START GIVEN DATA

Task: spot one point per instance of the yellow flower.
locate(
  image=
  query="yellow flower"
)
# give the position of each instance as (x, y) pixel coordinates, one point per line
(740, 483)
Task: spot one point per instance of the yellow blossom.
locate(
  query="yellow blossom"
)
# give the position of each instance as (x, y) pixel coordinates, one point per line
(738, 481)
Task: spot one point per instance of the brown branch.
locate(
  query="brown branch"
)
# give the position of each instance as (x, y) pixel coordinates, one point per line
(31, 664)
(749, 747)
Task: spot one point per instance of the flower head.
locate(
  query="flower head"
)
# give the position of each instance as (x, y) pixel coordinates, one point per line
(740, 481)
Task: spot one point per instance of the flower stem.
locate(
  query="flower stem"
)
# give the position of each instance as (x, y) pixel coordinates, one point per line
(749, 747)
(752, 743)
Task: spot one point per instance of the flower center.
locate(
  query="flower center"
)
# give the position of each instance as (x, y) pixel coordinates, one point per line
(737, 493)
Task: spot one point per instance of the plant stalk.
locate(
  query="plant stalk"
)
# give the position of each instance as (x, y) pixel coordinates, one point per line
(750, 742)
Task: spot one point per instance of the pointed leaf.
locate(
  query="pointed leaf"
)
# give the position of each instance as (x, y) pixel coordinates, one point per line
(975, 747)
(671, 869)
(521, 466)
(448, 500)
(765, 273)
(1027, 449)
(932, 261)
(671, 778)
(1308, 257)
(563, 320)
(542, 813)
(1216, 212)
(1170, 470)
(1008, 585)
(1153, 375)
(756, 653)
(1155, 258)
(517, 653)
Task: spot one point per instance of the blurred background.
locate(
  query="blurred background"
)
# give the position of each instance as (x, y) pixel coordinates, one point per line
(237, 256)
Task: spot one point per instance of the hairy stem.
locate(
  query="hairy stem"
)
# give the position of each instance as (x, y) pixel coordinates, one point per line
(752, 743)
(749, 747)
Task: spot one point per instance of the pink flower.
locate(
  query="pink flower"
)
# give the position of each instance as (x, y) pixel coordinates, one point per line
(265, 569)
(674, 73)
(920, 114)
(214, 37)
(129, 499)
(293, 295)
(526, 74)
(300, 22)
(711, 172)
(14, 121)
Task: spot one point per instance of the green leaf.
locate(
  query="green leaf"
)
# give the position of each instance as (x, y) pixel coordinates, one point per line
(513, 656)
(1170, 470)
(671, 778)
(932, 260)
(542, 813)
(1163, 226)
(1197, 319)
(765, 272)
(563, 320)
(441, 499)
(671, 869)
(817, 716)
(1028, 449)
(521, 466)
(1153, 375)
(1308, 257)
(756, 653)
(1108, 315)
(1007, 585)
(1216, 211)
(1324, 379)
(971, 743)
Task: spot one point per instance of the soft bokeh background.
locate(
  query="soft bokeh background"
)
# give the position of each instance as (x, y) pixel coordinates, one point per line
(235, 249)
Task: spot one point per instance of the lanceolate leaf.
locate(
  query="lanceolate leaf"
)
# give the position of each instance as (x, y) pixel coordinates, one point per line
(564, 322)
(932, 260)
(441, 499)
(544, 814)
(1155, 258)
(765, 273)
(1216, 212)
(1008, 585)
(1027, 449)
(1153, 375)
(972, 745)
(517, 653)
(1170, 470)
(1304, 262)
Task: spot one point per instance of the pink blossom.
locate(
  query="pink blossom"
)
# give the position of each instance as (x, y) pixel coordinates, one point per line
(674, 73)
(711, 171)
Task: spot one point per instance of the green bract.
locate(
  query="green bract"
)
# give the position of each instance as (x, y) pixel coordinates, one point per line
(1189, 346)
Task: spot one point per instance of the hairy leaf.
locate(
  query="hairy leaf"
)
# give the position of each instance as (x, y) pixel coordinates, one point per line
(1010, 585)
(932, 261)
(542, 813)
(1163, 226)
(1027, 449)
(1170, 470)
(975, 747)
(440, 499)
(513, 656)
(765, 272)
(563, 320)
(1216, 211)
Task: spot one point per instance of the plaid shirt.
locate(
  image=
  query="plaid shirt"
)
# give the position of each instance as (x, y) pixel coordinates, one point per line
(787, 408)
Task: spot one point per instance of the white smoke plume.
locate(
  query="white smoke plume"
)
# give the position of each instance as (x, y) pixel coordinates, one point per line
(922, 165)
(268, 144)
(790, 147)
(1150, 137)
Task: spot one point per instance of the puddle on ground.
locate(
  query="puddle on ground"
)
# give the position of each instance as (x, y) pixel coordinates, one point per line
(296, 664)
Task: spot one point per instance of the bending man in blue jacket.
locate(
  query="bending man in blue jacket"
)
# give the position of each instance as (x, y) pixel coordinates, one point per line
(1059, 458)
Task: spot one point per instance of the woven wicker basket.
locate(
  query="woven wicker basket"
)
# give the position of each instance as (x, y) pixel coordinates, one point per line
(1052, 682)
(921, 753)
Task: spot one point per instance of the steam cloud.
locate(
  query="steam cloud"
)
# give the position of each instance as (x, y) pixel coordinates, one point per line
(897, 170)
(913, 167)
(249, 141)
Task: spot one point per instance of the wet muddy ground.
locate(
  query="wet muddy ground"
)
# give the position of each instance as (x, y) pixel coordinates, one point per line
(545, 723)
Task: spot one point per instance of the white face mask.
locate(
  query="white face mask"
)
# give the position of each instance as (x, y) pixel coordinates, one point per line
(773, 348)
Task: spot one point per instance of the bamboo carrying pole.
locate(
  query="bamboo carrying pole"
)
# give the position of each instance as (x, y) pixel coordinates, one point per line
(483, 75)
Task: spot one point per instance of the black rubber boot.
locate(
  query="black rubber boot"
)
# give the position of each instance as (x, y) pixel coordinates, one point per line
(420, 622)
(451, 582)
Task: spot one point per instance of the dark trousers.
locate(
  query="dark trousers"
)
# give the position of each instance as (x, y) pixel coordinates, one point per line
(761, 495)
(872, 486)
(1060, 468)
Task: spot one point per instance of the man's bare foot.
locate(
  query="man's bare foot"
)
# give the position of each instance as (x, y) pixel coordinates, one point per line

END GIVEN DATA

* [BRIEF] Return the data from the top line through the bottom line exactly.

* [SOLUTION FOR THIS TASK]
Task: spot one point per instance of the yellow flower.
locate(
  image=
  query="yellow flower"
)
# give the position of each instance as (x, y) pixel coordinates, one point per line
(740, 483)
Task: spot one point per instance of the yellow blossom.
locate(
  query="yellow blossom"
)
# give the position of each instance as (x, y) pixel coordinates, one point per line
(738, 481)
Task: spot one point per instance of the brown branch.
locate(
  query="brown branch"
)
# give the position of each instance as (x, y) pixel coordinates, one point per line
(31, 664)
(749, 747)
Task: spot one point per instance of the flower head.
locate(
  query="flower head"
)
# give the position of each instance as (x, y) pixel coordinates, one point per line
(740, 481)
Task: spot one point per instance of the flower stem.
locate(
  query="flower stem"
)
# give the position of each instance as (x, y) pixel coordinates, one point per line
(749, 747)
(752, 743)
Task: spot one point per instance of the flower center.
locate(
  query="flower center"
)
# give the position of each instance as (x, y) pixel coordinates, one point per line
(737, 493)
Task: spot one point per instance of the plant stalk.
locate(
  query="plant stalk"
)
# give the position of each instance as (x, y) pixel coordinates, one point per line
(750, 742)
Task: spot one point per instance of the pointed leaf.
locate(
  query="pointed leaf"
)
# give the position of each instance as (x, y) pixel coordinates, one point per line
(975, 747)
(671, 869)
(521, 466)
(448, 500)
(765, 273)
(1027, 449)
(932, 261)
(671, 778)
(1308, 257)
(563, 320)
(542, 813)
(1216, 212)
(1170, 470)
(1008, 585)
(1153, 375)
(756, 653)
(1155, 258)
(517, 653)
Task: spot one point per instance of the blurred background.
locate(
  query="blurred background"
)
# give the position of each instance as (x, y) pixel coordinates, one point per line
(237, 256)
Task: spot one point per instance of the hairy stem.
locate(
  query="hairy stem"
)
# give the position of each instance as (x, y) pixel coordinates, one point per line
(752, 743)
(749, 747)
Task: spot one point per instance of the pink flower.
locate(
  query="pink flower"
)
# give the position of each instance as (x, y) pixel coordinates, one point per line
(265, 569)
(674, 73)
(920, 114)
(214, 37)
(129, 499)
(293, 295)
(526, 74)
(300, 22)
(711, 172)
(14, 121)
Task: spot one point per instance of the green leaf.
locate(
  query="green leaf"
)
# give the position of each instance as (x, y) pixel coordinates, one point per line
(513, 656)
(1170, 470)
(671, 778)
(932, 260)
(542, 813)
(1163, 226)
(1197, 319)
(765, 272)
(563, 320)
(441, 499)
(671, 869)
(817, 716)
(1028, 449)
(521, 466)
(1153, 375)
(1308, 257)
(756, 653)
(1108, 315)
(1007, 585)
(1216, 211)
(1324, 379)
(971, 743)
Task: spot one point per instance of the soft bokeh background.
locate(
  query="soft bokeh background"
)
# give the position of each instance as (x, y) pixel coordinates, one point per line
(235, 249)
Task: spot one point per instance of the lanceolate leaf.
locate(
  query="lanceolate leaf"
)
# give the position of each instance as (x, y) pixel coordinates, one point per line
(564, 322)
(932, 260)
(441, 499)
(544, 814)
(1155, 258)
(765, 273)
(1216, 212)
(1008, 585)
(1027, 449)
(1153, 375)
(972, 745)
(517, 653)
(1170, 470)
(1304, 262)
Task: spot one point per instance of the pink blossom.
locate(
  query="pink blossom"
)
# give the position of each instance as (x, y) pixel coordinates, one point per line
(674, 73)
(711, 171)
Task: spot one point per instance of the green bract.
locate(
  query="green bract"
)
# give the position of each instance as (x, y) pixel coordinates, one point per line
(1189, 346)
Task: spot one point per instance of the hairy leaf.
locate(
  query="hairy leaf"
)
# give the position of each instance as (x, y) pixel coordinates, one point per line
(1010, 585)
(932, 261)
(542, 813)
(1163, 226)
(1027, 449)
(1170, 470)
(975, 747)
(440, 499)
(513, 656)
(765, 272)
(563, 320)
(1216, 211)
Task: spot one point per instance of the plaid shirt.
locate(
  image=
  query="plaid shirt"
)
# give the position of each instance as (x, y) pixel coordinates, one point per line
(787, 408)
Task: spot one point per instance of the white smoke plume.
locate(
  query="white smoke plume"
)
# give the position of each instance as (x, y) pixel coordinates, one point per line
(922, 165)
(268, 144)
(790, 147)
(1150, 137)
Task: spot one point per instance of the puddle on ground.
locate(
  query="puddle on ground"
)
# give the position of each instance as (x, y) pixel coordinates, one point per line
(296, 664)
Task: spot one point per instance of the bending man in blue jacket.
locate(
  query="bending man in blue jacket"
)
# give the position of each instance as (x, y) pixel coordinates, one point per line
(1059, 458)
Task: spot one point per instance of the woven wicker basket.
locate(
  query="woven wicker basket"
)
# give the position of each instance as (x, y) pixel coordinates, one point per line
(1052, 682)
(921, 753)
Task: spot one point per instance of the steam cloud.
locate(
  query="steam cloud"
)
# give the position of each instance as (x, y) pixel coordinates, one point per line
(897, 170)
(913, 167)
(249, 141)
Task: spot one point per instance of the wet muddy ground.
locate(
  query="wet muddy ground"
)
# give the position of each instance as (x, y) pixel coordinates, one point per line
(545, 723)
Task: spot one point per instance of the white face mask.
locate(
  query="white face mask"
)
# give the position of each instance as (x, y) pixel coordinates, one point per line
(773, 348)
Task: spot one point per instance of the bamboo carrying pole.
locate(
  query="bamboo carrying pole"
)
# give the position of each instance as (x, y) pixel coordinates, one point per line
(483, 75)
Task: spot one point per instance of the black rubber boot.
locate(
  query="black rubber boot"
)
# give the position of each instance as (x, y) pixel coordinates, one point per line
(420, 622)
(451, 582)
Task: spot one point per instance of the dark trousers.
locate(
  query="dark trousers"
)
# give the position of each instance as (x, y) pixel coordinates, one point per line
(761, 495)
(872, 486)
(1060, 468)
Task: spot one point per instance of the man's bare foot.
locate(
  query="man's bare foot"
)
# give the position of each instance as (x, y) pixel coordinates, one point per line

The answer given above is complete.